═══ BLOCO DE TEXTO ═══

“Por alguns momentos, apenas alguns momentos, é como se houvesse assim uma espécie de esperança, de possibilidade de esperança. Seja o que for, você está quase alcançando. O teu braço está tão estendido que essa parte que junta com o corpo parece que vai rasgar. E as pontas dos dedos podem sentir assim quase como. Um formigamento, uma dormência. A vibração dessa coisa que está lá, por enquanto ainda longe deles, prestes a ser tocada.” Caio Fernando Abreu
Nascida no seio da tradicional família mineira em Belo Horizonte, já no século XXI do ano de 2013, a TODA DESEO é um coletivo que prima, desde o início, por ampliar as possibilidades. Com uma temática ligada ao universo trans, mas, sobretudo, atenta às questões de identidade, a companhia acumulou em pouco tempo trajetória relevante e necessária, principalmente por conseguir conjugar suas inquietações de conteúdo sem desabalar a estética, a forma, e, principalmente, a poética de seu trabalho. “Ser – Experimento Para Tempos Sombrios” leva o coletivo a um novo campo de exploração, embora ainda lá estejam seus pilares: a performance, a experimentação e o remodelamento de tabus em totens. A TODA DESEO quer transformar as consciências, e para isto não dispensa a linguagem do corpo e a emoção com a qual se nos atravessa a arte. Desta vez, porém, há diferenças fundamentais, qualidade inerente àqueles que partem na busca incessante da mudança e, além, da modificação. Para começar promove habilidosa fusão entre sandice, somente aparente, e realidade, a fim de estender, expandir e alargar possibilidades de corpo e alma. Ao passear por gêneros a montagem expressa as múltiplas sensações da vida.

═══ REGISTROS FORNECIDOS ═══

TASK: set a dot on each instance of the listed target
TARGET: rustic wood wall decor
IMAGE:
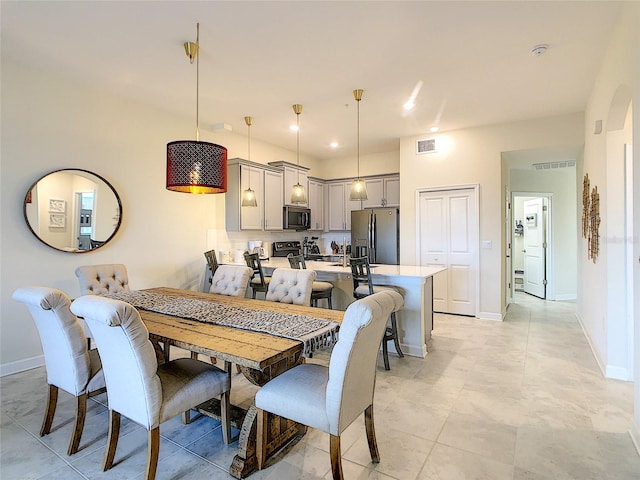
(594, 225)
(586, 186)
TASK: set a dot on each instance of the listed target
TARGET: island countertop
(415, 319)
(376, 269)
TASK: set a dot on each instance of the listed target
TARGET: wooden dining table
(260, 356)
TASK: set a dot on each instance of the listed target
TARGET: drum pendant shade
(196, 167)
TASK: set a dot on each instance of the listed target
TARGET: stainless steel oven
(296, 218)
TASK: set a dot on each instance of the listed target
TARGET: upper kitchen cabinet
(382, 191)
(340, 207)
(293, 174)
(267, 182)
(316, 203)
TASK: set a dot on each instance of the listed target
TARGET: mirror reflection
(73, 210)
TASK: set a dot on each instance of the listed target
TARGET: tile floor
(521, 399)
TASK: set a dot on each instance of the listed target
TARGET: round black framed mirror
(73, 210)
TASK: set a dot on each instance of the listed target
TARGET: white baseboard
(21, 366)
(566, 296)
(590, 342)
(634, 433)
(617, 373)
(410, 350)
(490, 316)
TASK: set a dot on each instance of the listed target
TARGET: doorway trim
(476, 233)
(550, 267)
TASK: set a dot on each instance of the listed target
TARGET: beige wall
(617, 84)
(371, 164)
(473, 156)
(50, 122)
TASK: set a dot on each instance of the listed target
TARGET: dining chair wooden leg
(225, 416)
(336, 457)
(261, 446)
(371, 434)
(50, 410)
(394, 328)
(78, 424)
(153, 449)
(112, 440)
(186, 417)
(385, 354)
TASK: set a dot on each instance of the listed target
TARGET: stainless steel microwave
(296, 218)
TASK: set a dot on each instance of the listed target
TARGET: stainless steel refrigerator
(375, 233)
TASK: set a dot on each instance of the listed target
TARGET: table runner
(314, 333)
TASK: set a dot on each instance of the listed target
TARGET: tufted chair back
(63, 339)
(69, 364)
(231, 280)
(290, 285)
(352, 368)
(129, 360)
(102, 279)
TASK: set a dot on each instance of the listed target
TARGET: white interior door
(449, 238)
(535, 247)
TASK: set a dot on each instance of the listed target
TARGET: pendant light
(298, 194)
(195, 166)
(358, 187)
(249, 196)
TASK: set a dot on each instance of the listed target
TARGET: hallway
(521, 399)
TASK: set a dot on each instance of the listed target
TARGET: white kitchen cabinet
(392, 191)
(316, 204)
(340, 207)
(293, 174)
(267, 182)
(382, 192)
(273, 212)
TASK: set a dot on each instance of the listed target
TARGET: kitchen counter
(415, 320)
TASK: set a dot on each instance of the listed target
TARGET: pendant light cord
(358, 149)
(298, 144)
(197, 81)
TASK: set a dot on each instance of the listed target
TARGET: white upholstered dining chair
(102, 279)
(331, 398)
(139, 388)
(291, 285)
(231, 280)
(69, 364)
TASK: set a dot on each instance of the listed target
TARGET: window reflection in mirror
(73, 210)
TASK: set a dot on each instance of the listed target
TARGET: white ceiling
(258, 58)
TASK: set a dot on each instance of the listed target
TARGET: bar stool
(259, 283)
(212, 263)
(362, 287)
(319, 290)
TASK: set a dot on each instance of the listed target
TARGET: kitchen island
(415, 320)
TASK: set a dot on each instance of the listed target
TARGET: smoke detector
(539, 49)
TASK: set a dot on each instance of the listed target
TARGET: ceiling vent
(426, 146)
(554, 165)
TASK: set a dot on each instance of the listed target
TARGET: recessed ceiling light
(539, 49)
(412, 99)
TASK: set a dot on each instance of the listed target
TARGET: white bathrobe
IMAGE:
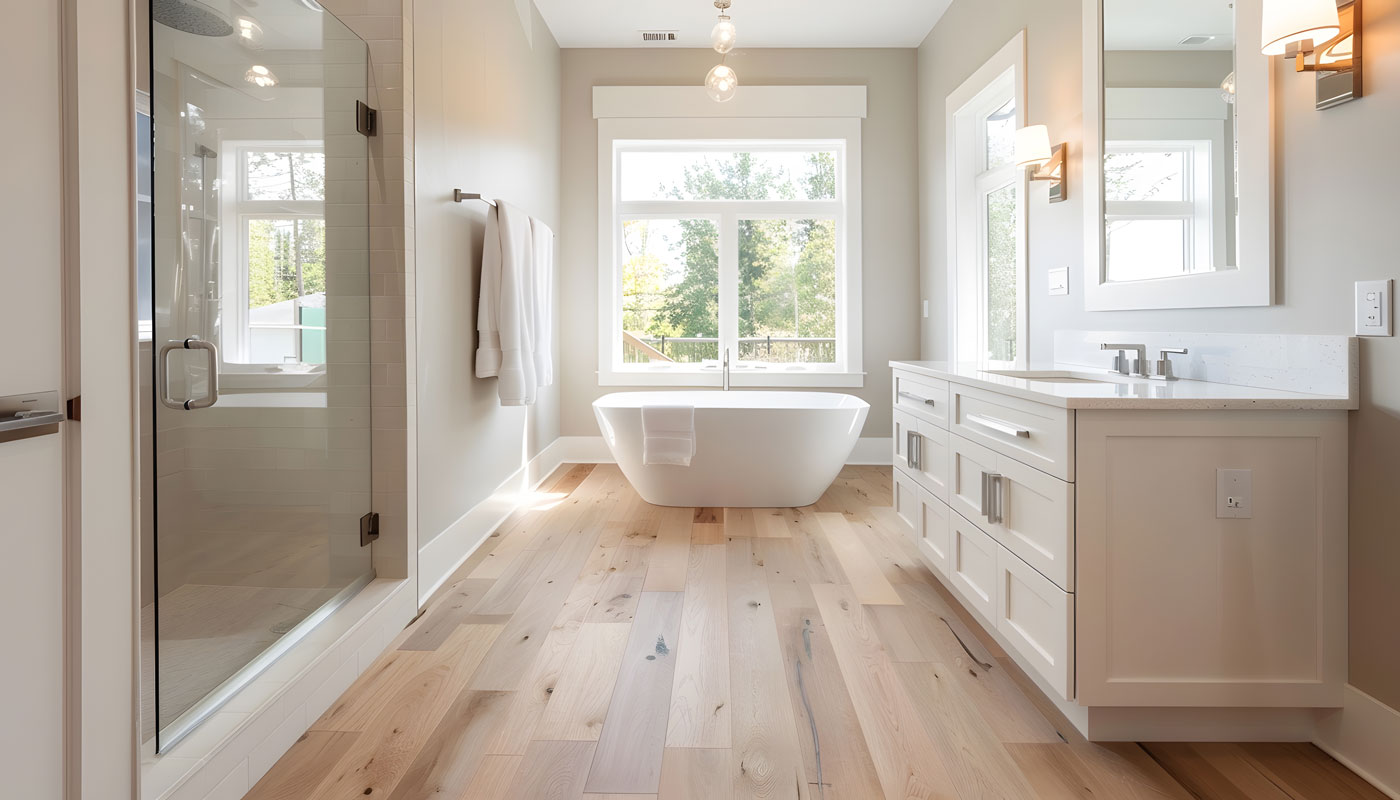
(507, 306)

═══

→ **LISTA DE TAREFAS**:
1. Resuma em duas frases o texto sobre o coletivo TODA DESEO.
2. Com base no texto sobre o coletivo TODA DESEO, responda:
(a) Em que cidade e em que ano nasceu o coletivo?
(b) Quais são os pilares do coletivo mencionados no texto?
(c) Entre o que a montagem promove uma fusão?
3. Retome o texto sobre o coletivo TODA DESEO a partir da última frase dele.
Os registros vêm de outra fonte.

→ **RESPOSTAS POR TAREFA**:
1. A TODA DESEO é um coletivo nascido em Belo Horizonte em 2013, com temática ligada ao universo trans e atenta às questões de identidade, que consegue conjugar suas inquietações de conteúdo com a estética e a poética de seu trabalho. Em “Ser – Experimento Para Tempos Sombrios”, o coletivo mantém seus pilares, mas traz diferenças, como a fusão entre sandice aparente e realidade.

2.
(a) Em Belo Horizonte, no ano de 2013.
(b) A performance, a experimentação e o remodelamento de tabus em totens.
(c) Entre sandice, somente aparente, e realidade.

3.
Abandonado no palco ao monólogo Rafael Lucas Bacelar conta com o apoio vital da dramaturgia concebida por David Maurity e a colaboração de Márcio Abreu. Preciso tanto na forma quanto no conteúdo, e perspicaz, acima de tudo, o texto oferece à personagem as possibilidades de transitar entre tons dramáticos que nunca se perdem do ponto nevrálgico, embora variáveis. Possibilidade esta que Rafael agarra nas unhas e dentes, pelo perfeito domínio de suas intersecções, dicções e climas, oferecendo com talento, conectado à entrega, uma atuação que não apenas sustenta como eleva a qualidade do texto que se espalha por palavras, gestos e maquiagem. Pois é através de um inteligente recurso teatral que o corpo quanto mais se esconde mais ele fica à mostra, tanto em sua exacerbação física quanto na dialética que entre espasmos e pausas se desenrola. Com raros e básicos elementos de cena a rodear-lhe, a intérprete tem para eles uso cabal e imperativo. A direção é arguta em coordenar as rápidas, porém sempre sagazes transições. Em poucos minutos e muitas camadas o espetáculo pinta retrato poético e incisivo de realidade afeita a movimento, prestes a chacoalhar, mexer, transbordar-nos.
Ficha técnica
Dramaturgia de David Maurity com a colaboração dramatúrgica e pesquisa de Márcio Abreu.
Direção de Alexandre de Sena.
Com Rafael Lucas Bacelar.
Trilha Sonora: Davi Fonseca e Lucas Oliveira/Coreografia: Gui Augusto, Ronny Stevens e Thales Brener Ventura/Cenário: Moisés Sena/Figurino: Helaine Freitas/Designer Gráfico: Antônio Roque/Técnico de som e luz: Akner Gustavson/Assessoria de Imprensa: Adilson Marcelino/Produção: Érica Hoffmann/Realização: Coletivo TODA DESEO.
Raphael Vidigal
Fotos: Felipe Chimicatti.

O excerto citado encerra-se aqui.